WORK TO BE COMPLETED ▸ Quote the passage of the Caprivi Strip cycling blog entry below between "-from the Caprivi" and "both sides, blah,blah,blah.", inclusive.

DOCUMENT EXCERPT ▸
************

July 15 – Day 14 of the Old Legs Skeleton Coast Tour

-from the Caprivi Strip to somewhere else in the Caprivi Strip.

Distance – 136 km
Time – 8 hrs 4 min
Av Heart Rate – 132 bpm
Max Heart Rate – 180 bpm.

 

The upside of riding the Caprivi Strip is that you are able to cut and paste whilst blogging , on account of the road being mostly long and flat and straight with bush on both sides, including some fine specimens of Terminalia sericea, and other trees whose names continue to escape me, blah,blah,blah.

 

There is no downside to riding the Caprivi Strip, other than the road being mostly long and flat and straight with bush on both sides, blah,blah,blah.

 

But today’s ride almost never happened. You will remember that Al Watermeyer slightly overshot the turnoff to our night stop camp in search of ice cream.

 

I am able to include the word slightly only because Al encountered a boom gate across the road manned by a police detail who told Al he was not permitted to proceed any further by bicycle, even if he was in search of ice cream, on account of the fact he was riding into a national park complete with elephants and lions. But for that boom, Al would have overshot by a lot, because the next town with ice cream is 200 kilometers further down the road. Al likes ice cream a lot. But I digress, back to the national park security boom gate.

************

RECORD LIST ▸
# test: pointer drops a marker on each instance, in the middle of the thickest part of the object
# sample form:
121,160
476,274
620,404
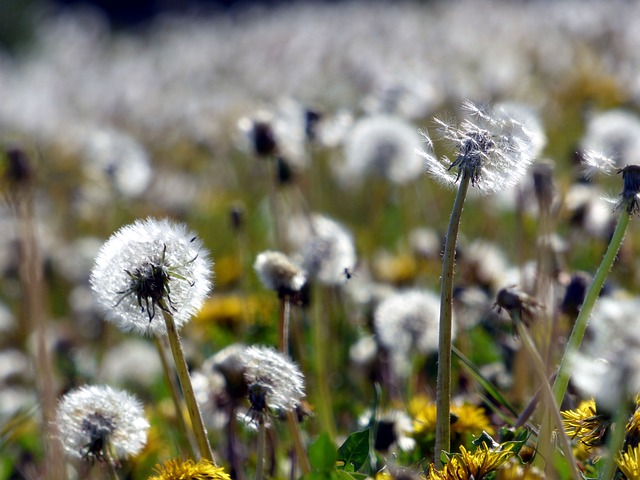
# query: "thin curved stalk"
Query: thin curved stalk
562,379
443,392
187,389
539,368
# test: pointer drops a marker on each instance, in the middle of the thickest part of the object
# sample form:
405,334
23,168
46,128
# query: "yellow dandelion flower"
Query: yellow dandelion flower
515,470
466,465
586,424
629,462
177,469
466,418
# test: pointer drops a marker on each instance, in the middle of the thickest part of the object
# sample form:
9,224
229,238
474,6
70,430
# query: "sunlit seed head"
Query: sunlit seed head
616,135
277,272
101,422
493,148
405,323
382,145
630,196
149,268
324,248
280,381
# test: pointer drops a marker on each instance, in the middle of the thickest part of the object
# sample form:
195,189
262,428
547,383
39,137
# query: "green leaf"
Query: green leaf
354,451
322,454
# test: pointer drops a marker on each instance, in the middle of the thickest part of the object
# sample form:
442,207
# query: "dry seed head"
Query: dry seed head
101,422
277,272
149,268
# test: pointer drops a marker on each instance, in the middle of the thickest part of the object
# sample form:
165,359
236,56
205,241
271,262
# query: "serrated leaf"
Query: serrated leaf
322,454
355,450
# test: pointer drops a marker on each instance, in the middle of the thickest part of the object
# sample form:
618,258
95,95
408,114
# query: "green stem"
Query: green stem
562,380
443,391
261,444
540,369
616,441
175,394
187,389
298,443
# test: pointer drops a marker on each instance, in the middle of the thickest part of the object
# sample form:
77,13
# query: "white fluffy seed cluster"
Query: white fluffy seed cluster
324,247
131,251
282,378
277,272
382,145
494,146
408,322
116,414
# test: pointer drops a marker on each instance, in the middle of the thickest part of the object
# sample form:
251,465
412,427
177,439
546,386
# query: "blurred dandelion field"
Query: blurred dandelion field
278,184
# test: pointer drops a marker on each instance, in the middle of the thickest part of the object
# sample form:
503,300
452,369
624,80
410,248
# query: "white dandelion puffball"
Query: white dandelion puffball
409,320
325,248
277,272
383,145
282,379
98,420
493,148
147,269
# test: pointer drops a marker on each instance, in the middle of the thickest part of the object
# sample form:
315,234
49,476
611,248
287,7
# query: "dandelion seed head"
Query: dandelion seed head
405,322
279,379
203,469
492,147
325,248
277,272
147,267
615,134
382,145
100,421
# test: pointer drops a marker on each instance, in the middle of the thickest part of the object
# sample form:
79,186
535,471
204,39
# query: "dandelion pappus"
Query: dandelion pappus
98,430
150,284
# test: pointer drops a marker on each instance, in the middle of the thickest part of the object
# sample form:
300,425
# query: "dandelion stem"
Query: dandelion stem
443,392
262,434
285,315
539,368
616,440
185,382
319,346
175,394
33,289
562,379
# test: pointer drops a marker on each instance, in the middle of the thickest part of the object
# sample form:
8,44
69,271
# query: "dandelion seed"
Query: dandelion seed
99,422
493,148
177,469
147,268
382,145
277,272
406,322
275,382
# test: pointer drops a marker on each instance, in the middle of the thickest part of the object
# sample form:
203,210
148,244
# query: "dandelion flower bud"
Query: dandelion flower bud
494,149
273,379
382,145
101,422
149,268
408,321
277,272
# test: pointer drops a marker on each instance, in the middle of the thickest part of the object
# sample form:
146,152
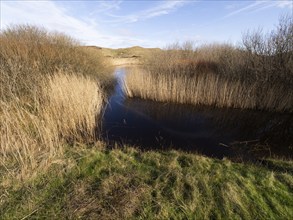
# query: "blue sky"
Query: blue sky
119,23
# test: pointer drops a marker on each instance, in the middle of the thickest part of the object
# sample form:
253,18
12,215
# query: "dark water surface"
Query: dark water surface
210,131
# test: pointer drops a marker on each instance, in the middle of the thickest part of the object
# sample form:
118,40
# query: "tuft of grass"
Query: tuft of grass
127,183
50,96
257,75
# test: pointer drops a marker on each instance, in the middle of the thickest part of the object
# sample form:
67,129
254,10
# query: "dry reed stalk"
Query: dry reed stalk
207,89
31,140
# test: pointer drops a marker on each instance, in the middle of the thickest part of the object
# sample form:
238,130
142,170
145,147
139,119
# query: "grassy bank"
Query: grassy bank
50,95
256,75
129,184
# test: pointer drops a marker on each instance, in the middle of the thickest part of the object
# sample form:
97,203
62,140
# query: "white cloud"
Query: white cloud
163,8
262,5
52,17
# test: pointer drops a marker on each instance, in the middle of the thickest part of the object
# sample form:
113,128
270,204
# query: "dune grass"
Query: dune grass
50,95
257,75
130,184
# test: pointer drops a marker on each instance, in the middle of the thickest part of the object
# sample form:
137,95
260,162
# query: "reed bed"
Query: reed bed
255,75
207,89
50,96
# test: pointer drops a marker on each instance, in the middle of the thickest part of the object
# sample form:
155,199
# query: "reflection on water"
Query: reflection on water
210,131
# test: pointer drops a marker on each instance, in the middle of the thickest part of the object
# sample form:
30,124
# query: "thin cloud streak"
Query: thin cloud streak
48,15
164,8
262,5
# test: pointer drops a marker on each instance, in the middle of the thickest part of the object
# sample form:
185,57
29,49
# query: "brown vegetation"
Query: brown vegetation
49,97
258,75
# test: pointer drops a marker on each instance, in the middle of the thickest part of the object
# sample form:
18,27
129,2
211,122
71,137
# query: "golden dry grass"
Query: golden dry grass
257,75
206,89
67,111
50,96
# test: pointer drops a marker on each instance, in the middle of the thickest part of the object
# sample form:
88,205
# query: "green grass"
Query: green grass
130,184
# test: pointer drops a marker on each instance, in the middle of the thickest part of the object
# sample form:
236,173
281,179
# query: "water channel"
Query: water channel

************

COMPLETE RESPONSE ▸
-from the Caprivi Strip to somewhere else in the Caprivi Strip.

Distance – 136 km
Time – 8 hrs 4 min
Av Heart Rate – 132 bpm
Max Heart Rate – 180 bpm.

 

The upside of riding the Caprivi Strip is that you are able to cut and paste whilst blogging , on account of the road being mostly long and flat and straight with bush on both sides, including some fine specimens of Terminalia sericea, and other trees whose names continue to escape me, blah,blah,blah.

 

There is no downside to riding the Caprivi Strip, other than the road being mostly long and flat and straight with bush on both sides, blah,blah,blah.